◆ **Provided passage**:

Event-driven document expiration

Shel Kaphan (sjk@amazon.com)
Wed, 2 Aug 1995 18:38:38 -0700

Yet Another Thing The Expires Header Is Not Appropriate For

Even if the Expires header were honored by all browsers (it isn't),
and even if the history functions of all browsers ignored the Expires
header (they don't, but they should), there would still be some types
of resources that could not be properly cached given the existing
protocol.

These resources are dynamic by nature, but do not have a fixed
expiration date. Instead, they only change in response to specific
events, typically originating with the user of the "user agent". They
*should be* cached if possible until the occurrence of some event
that would change them.

Let me give an example. Suppose you wish to create an interactive
store that has a page indicating current user selections. For various
reasons, it is appropriate to implement this using server-side
persistent state, and to allow the client to request the current
version of this "current selections" resource at any time.

It may be desirable to display this current selections page in response to a
number of different events, for example:

- user selects a new item

- user deletes an item

- user requests to see current selections

- user requests another action that cannot be performed because
there are no items currently selected -- for instance, show current charges.
The desired behavior may be to display the current selections page, showing
that it is empty.

Suppose that each different action is requested using a different URI.
What will happen? Ignoring possible interactions with Expires, we can
see that using a different URI in each case will cause a different
temporal version of the selections page to be cached using each
different URI as a key. What is wrong with this?

There is a serious problem with the above scenario. If the user uses
one URI (a) which ends up returning the selections page, then uses
another URI (b) which also returns this page, and then goes back to
URI (a) again, the user may end up viewing a stale copy of the document.
This is especially true if URI (a) is implemented by a GET method, which
will typically be subject to caching.

There are mechanisms in HTTP and workaround techniques that allow such
documents to be handled correctly, but it is my feeling that these
techniques and mechanisms are too awkward for this purpose.

The HTTP mechanism is redirection using the "302 Moved Temporarily"
header. It usually works, but is somewhat inefficient since it causes
the client to make two requests.

The other approach is the workaround technique of overloading the use
of a single URI with different functions, possibly by using fields in
forms to specify what is to happen.

Redirection using 302 usually works because when clients re-request a
document after being redirected with 302, they usually cache the
document using the *redirected* URI as a key, not the original. But
it is possible to imagine clients that don't do their caching this way.

◆ **Raw records**:
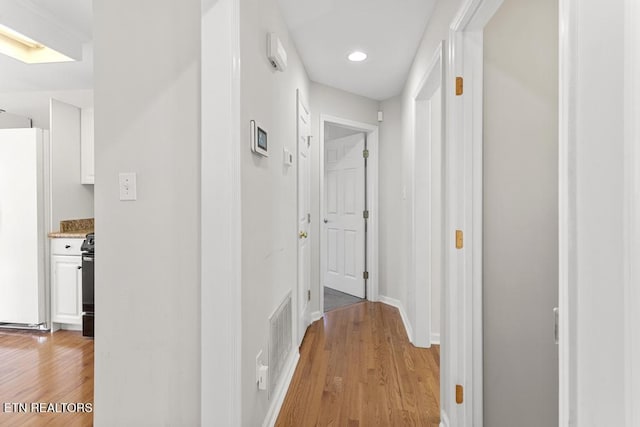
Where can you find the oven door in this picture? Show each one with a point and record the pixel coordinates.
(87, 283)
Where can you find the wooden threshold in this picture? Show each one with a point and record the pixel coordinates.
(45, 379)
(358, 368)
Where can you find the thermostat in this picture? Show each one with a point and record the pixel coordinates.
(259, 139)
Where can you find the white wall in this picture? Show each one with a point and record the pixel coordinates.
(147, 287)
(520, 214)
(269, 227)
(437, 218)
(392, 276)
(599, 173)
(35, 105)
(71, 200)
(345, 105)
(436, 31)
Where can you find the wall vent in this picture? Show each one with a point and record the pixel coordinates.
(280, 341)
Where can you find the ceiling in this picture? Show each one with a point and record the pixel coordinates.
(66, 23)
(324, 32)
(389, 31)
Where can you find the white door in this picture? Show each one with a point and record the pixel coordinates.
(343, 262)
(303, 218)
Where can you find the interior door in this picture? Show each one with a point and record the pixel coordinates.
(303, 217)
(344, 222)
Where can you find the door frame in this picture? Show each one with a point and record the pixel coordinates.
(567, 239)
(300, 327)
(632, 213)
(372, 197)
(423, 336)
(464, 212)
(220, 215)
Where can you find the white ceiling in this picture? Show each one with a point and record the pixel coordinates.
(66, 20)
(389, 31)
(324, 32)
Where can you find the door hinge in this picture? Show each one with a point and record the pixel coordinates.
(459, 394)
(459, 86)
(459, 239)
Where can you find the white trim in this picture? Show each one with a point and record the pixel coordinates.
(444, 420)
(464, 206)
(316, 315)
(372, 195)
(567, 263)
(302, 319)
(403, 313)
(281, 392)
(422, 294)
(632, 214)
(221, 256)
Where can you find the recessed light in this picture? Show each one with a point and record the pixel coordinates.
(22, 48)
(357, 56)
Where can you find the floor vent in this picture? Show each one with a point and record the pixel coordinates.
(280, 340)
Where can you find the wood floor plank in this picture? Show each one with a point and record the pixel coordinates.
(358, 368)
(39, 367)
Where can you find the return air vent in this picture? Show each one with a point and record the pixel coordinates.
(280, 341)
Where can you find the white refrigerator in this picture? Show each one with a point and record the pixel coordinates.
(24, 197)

--

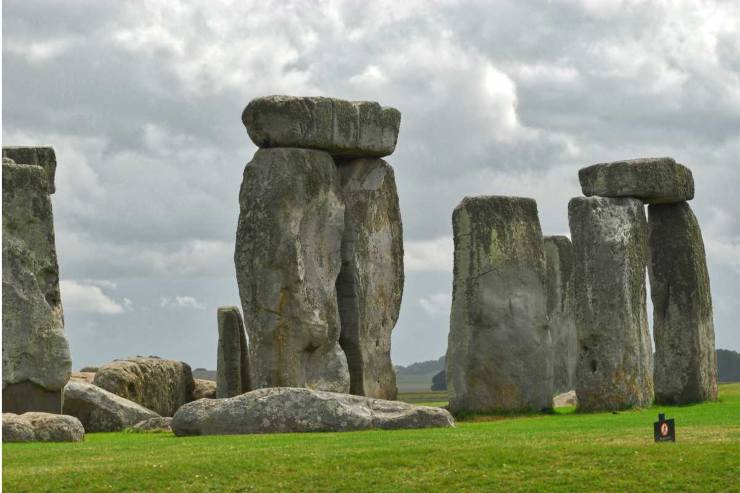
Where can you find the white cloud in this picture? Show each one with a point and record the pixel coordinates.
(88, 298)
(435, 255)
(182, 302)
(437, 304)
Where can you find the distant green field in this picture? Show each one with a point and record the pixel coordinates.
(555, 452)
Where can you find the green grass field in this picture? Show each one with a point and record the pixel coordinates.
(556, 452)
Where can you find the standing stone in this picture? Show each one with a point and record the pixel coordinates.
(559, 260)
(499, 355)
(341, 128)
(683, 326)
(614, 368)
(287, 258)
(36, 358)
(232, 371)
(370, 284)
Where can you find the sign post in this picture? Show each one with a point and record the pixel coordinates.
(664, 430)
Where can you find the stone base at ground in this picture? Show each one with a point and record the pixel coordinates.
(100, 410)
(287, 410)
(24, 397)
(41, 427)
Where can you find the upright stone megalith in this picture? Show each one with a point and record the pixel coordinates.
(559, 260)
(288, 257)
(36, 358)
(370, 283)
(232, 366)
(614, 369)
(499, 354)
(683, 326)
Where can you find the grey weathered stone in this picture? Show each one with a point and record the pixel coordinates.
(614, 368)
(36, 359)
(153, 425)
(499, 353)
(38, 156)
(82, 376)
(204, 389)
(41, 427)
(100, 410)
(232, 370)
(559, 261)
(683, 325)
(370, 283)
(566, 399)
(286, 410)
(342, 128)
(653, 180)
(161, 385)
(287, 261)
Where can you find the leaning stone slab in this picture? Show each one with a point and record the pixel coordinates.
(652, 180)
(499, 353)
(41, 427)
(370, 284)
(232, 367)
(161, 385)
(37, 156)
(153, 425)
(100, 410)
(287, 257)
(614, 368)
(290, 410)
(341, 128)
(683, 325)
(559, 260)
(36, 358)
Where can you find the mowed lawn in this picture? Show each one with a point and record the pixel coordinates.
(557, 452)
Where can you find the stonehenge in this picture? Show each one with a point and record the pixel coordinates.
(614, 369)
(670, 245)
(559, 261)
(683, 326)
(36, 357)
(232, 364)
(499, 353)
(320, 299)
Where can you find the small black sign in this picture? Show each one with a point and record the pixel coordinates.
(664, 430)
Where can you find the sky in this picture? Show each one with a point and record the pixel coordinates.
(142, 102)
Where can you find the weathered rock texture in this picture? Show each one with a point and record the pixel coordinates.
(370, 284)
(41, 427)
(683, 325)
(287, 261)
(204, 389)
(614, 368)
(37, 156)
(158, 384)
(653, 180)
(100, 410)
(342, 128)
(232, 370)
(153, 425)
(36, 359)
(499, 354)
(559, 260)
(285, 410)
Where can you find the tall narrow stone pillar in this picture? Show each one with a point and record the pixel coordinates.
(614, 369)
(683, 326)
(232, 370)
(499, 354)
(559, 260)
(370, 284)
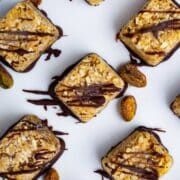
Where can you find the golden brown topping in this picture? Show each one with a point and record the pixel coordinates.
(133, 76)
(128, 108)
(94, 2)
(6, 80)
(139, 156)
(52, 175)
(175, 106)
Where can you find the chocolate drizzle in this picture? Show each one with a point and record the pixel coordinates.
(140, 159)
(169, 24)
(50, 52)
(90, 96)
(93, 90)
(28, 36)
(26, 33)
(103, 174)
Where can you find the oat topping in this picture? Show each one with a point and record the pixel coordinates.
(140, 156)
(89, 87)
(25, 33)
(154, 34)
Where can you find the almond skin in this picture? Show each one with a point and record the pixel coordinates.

--

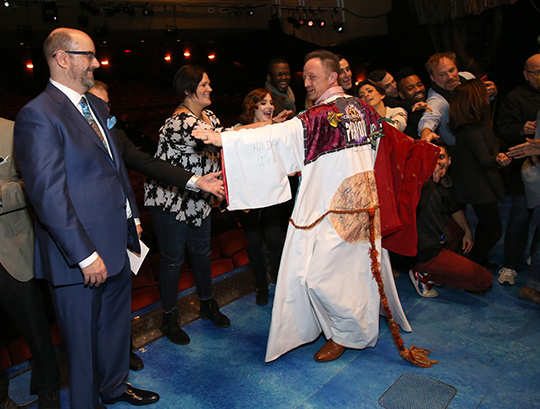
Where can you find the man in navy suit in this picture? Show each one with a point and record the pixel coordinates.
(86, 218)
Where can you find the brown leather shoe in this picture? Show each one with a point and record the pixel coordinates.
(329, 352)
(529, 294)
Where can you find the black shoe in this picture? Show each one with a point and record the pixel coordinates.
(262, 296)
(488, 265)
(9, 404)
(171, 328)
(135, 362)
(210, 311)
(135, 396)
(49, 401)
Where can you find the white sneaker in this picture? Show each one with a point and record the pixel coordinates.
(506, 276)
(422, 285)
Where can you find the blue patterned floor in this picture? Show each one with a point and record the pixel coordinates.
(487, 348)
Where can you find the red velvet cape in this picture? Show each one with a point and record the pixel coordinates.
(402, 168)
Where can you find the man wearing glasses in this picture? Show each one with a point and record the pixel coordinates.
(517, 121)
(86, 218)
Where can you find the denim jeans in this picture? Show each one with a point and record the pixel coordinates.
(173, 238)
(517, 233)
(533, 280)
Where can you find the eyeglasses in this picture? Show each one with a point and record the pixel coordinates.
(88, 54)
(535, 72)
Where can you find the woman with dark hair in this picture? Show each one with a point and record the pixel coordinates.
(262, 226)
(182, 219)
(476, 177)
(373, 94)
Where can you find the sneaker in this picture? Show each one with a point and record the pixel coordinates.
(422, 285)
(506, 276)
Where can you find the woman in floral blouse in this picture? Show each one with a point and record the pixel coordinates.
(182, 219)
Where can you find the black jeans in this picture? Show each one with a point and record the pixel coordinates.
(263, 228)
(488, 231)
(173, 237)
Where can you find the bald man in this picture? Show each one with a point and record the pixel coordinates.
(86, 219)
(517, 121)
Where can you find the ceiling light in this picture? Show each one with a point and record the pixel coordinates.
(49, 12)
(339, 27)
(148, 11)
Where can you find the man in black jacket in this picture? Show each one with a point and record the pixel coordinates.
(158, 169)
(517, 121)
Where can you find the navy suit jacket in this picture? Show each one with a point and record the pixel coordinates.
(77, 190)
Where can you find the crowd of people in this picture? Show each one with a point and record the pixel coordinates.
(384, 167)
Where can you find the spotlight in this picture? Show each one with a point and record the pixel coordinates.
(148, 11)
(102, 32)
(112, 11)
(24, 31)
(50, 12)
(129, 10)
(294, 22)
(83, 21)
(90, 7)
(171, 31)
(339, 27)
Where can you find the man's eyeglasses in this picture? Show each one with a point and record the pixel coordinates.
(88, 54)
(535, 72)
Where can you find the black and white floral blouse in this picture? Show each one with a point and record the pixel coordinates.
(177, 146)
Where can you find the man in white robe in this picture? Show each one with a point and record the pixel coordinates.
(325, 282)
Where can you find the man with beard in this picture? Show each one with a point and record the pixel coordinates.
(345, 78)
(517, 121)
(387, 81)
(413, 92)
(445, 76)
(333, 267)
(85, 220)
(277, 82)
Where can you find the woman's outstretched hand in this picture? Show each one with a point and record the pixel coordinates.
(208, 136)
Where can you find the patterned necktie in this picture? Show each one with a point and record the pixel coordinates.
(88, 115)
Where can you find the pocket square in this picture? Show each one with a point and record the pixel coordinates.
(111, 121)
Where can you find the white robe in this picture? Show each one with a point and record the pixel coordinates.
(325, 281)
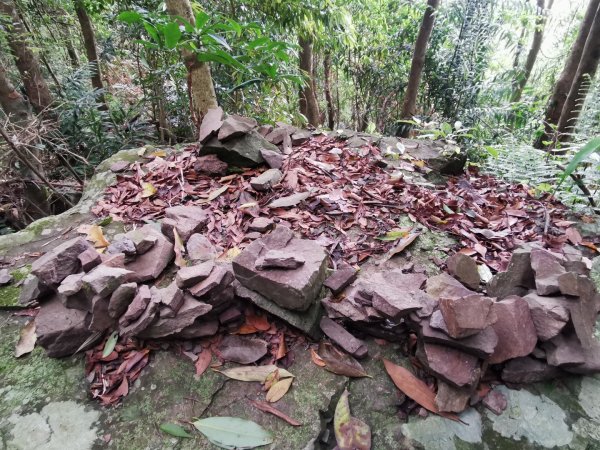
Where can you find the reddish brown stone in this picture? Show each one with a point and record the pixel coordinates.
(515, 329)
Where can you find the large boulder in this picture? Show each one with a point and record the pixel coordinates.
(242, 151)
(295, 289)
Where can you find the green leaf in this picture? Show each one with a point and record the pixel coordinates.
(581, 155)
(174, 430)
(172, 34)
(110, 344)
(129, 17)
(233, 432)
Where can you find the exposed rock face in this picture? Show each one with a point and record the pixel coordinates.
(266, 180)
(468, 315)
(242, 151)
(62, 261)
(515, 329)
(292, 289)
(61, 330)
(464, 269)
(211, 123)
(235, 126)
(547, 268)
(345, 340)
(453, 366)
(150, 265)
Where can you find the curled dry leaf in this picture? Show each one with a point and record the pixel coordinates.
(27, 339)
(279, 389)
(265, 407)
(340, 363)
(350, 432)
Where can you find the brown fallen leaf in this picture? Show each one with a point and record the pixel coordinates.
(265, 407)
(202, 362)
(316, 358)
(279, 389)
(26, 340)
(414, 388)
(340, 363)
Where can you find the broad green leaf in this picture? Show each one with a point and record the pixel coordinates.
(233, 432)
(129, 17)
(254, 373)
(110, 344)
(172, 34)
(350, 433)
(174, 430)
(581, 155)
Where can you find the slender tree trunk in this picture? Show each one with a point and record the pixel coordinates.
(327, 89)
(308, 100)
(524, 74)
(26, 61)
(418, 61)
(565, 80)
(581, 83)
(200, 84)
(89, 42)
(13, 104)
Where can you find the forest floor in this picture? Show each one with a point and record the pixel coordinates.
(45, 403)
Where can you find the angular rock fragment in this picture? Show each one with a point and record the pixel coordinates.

◆ **Jobs**:
**a.** From the post on event-driven document expiration, list every event it gives as a reason to display the current selections page.
**b.** Resume the post on event-driven document expiration after its final sentence.

◆ **Answers to the problems**:
**a.**
- The user selects a new item.
- The user deletes an item.
- The user requests to see current selections.
- The user requests another action that cannot be performed because no items are currently selected, such as showing current charges.

**b.**
In fact, I have seen some that don't.

Overloading a single URI usually works because most clients use the
URI as a cache key. If a client happens to also use form field names
as part of the cache key, then this technique will not work reliably,
since the different functions using a common URI for common caching
must encode the different function-codes somewhere, and the only other
convenient place to put them is in form fields.

So, both techniques I have mentioned just happen to work most of the
time, but are not guaranteed to work. This is, in my view, an
inferior situation.

It should also be mentioned that using the Expires header would force
the issue, at least for those browsers that bother to pay attention to it.
If the current selections page were set to expire immediately in all
cases, then all requests that ended up displaying that page would be
forced to fetch a fresh copy of it. This is somewhat wasteful, since
this page would be cacheable until some state-changing event occurred.

What is Required?
-----------------

It is possible to imagine a number of solutions to this problem.
There is one approach that I favor, but even if it were to be adopted
into the standard in some form, I fear it will be necessary to stick
with the above workaround techniques for a long time since browser
authors are not so quick to pick up on these kinds of issues, and
since there is a growing population of existing browsers out there.

In any case, my prefered solution would be to use some response header
to indicate the URI of the resource being returned. This URI would
not have to be the same as the request-URI. Its purpose in life would
be to identify the returned resource, expressly for the purpose of
cache control. The client would be directed to use this response-URI
as the cache key for the requested document. The URI in this header
should be usable with the GET method to obtain a "current" copy of the
resource returned.

Any opinions on any of this?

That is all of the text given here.